Put every line of the listing below into a JSON list of strings, one string per line, and leave out the blank lines.

- Exercise inputs:
------------------------------------------------------------------------

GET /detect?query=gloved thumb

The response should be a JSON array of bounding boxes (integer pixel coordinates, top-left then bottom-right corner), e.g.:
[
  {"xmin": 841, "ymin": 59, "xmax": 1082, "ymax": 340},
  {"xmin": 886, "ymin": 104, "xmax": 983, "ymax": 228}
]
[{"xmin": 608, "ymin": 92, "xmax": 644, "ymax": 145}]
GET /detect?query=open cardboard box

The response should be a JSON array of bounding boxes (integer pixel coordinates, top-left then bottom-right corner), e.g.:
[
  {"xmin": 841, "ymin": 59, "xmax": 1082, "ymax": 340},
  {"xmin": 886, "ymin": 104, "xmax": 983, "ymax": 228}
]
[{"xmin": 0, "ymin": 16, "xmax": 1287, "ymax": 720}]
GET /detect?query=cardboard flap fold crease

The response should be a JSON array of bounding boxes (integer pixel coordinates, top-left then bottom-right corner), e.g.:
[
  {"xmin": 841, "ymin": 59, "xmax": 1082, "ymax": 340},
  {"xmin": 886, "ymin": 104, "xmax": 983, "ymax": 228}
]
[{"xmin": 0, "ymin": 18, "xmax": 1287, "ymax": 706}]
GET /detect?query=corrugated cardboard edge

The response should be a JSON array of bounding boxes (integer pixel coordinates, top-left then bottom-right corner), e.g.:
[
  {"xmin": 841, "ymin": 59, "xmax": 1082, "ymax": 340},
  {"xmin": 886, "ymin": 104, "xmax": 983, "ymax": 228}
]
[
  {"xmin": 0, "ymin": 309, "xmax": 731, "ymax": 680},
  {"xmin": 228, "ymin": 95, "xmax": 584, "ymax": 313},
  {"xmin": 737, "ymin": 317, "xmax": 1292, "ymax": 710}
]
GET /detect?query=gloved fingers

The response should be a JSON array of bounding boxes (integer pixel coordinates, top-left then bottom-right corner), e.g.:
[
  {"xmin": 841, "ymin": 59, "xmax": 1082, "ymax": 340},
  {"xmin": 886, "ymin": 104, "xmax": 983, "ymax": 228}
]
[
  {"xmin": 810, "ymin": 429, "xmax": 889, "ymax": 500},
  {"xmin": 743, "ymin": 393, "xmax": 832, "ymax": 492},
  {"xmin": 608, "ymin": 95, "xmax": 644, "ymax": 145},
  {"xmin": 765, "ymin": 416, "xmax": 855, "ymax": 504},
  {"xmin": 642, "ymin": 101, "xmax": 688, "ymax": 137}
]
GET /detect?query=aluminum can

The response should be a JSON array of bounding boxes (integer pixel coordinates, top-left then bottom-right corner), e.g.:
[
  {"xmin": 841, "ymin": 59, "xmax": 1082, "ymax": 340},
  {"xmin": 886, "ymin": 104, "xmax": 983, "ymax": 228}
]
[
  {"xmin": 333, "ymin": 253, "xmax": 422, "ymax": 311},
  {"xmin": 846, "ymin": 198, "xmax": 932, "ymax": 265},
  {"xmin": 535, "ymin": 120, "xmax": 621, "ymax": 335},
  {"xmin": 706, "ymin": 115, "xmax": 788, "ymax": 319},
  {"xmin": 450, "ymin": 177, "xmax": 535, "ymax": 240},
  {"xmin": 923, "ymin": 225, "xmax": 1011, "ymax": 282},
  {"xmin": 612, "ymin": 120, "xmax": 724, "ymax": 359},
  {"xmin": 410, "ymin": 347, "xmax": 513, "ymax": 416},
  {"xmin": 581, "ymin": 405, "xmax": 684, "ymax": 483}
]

------------------------------------------------------------------------

- The reply:
[
  "GET /detect?query=gloved thumb",
  "The response should be a JSON array of bounding boxes (integer pixel coordinates, top-left then bottom-right corner), e.g.:",
  "[",
  "  {\"xmin\": 841, \"ymin\": 59, \"xmax\": 1082, \"ymax\": 340},",
  "  {\"xmin\": 886, \"ymin\": 104, \"xmax\": 983, \"ymax\": 228}",
  "]",
  "[{\"xmin\": 608, \"ymin\": 92, \"xmax\": 644, \"ymax\": 145}]",
  "GET /detect?query=open cardboard box",
  "The response should be a JSON array of bounding boxes (integer pixel coordinates, top-left then bottom-right corner), e.g.:",
  "[",
  "  {\"xmin\": 841, \"ymin\": 59, \"xmax\": 1082, \"ymax\": 340},",
  "  {\"xmin\": 886, \"ymin\": 104, \"xmax\": 983, \"ymax\": 228}",
  "]",
  "[{\"xmin\": 0, \"ymin\": 16, \"xmax\": 1287, \"ymax\": 720}]",
  "GET /detect?query=cardboard flap fold crease",
  "The response should be a JSON array of bounding boxes (integer pixel coordinates, top-left then bottom-right corner), e.g.:",
  "[",
  "  {\"xmin\": 841, \"ymin\": 59, \"xmax\": 1082, \"ymax\": 340},",
  "  {\"xmin\": 886, \"ymin\": 104, \"xmax\": 983, \"ymax\": 228}",
  "]",
  "[{\"xmin\": 0, \"ymin\": 18, \"xmax\": 1287, \"ymax\": 706}]",
  "GET /detect?query=corrugated cardboard edge",
  "The response should be a JSON array of bounding boxes (integer pixel coordinates, top-left then bottom-right corner), e.g.:",
  "[",
  "  {\"xmin\": 841, \"ymin\": 59, \"xmax\": 1082, \"ymax\": 340},",
  "  {\"xmin\": 886, \"ymin\": 104, \"xmax\": 983, \"ymax\": 228}",
  "]",
  "[",
  "  {\"xmin\": 0, \"ymin\": 309, \"xmax\": 731, \"ymax\": 680},",
  "  {\"xmin\": 228, \"ymin\": 95, \"xmax\": 584, \"ymax\": 313},",
  "  {\"xmin\": 737, \"ymin\": 317, \"xmax\": 1292, \"ymax\": 710}",
  "]",
  "GET /detect?query=gloved fingers",
  "The response should be a JSON array of bounding boxes (integer pixel coordinates, top-left then bottom-right corner), e.g.:",
  "[",
  "  {\"xmin\": 841, \"ymin\": 59, \"xmax\": 1082, \"ymax\": 340},",
  "  {\"xmin\": 886, \"ymin\": 104, \"xmax\": 983, \"ymax\": 228}",
  "]",
  "[",
  "  {\"xmin\": 810, \"ymin\": 429, \"xmax\": 889, \"ymax\": 500},",
  "  {\"xmin\": 743, \"ymin\": 393, \"xmax\": 832, \"ymax\": 492},",
  "  {\"xmin\": 608, \"ymin\": 95, \"xmax\": 644, \"ymax\": 145},",
  "  {\"xmin\": 765, \"ymin\": 416, \"xmax\": 855, \"ymax\": 504},",
  "  {\"xmin\": 642, \"ymin\": 101, \"xmax\": 688, \"ymax\": 137}",
  "]",
  "GET /detect?query=aluminum can",
  "The response should be a JSON array of bounding boxes (integer pixel coordinates, top-left then bottom-right corner), e.g.:",
  "[",
  "  {\"xmin\": 841, \"ymin\": 59, \"xmax\": 1082, \"ymax\": 340},",
  "  {\"xmin\": 886, \"ymin\": 104, \"xmax\": 983, \"ymax\": 228}",
  "]",
  "[",
  "  {\"xmin\": 333, \"ymin\": 253, \"xmax\": 422, \"ymax\": 311},",
  "  {\"xmin\": 846, \"ymin\": 198, \"xmax\": 932, \"ymax\": 265},",
  "  {\"xmin\": 535, \"ymin\": 120, \"xmax\": 621, \"ymax\": 335},",
  "  {\"xmin\": 706, \"ymin\": 115, \"xmax\": 788, \"ymax\": 319},",
  "  {\"xmin\": 450, \"ymin\": 177, \"xmax\": 535, \"ymax\": 240},",
  "  {\"xmin\": 923, \"ymin\": 225, \"xmax\": 1011, \"ymax\": 282},",
  "  {\"xmin\": 612, \"ymin\": 120, \"xmax\": 724, \"ymax\": 359},",
  "  {\"xmin\": 410, \"ymin\": 347, \"xmax\": 513, \"ymax\": 416},",
  "  {\"xmin\": 581, \"ymin\": 405, \"xmax\": 684, \"ymax\": 483}",
  "]"
]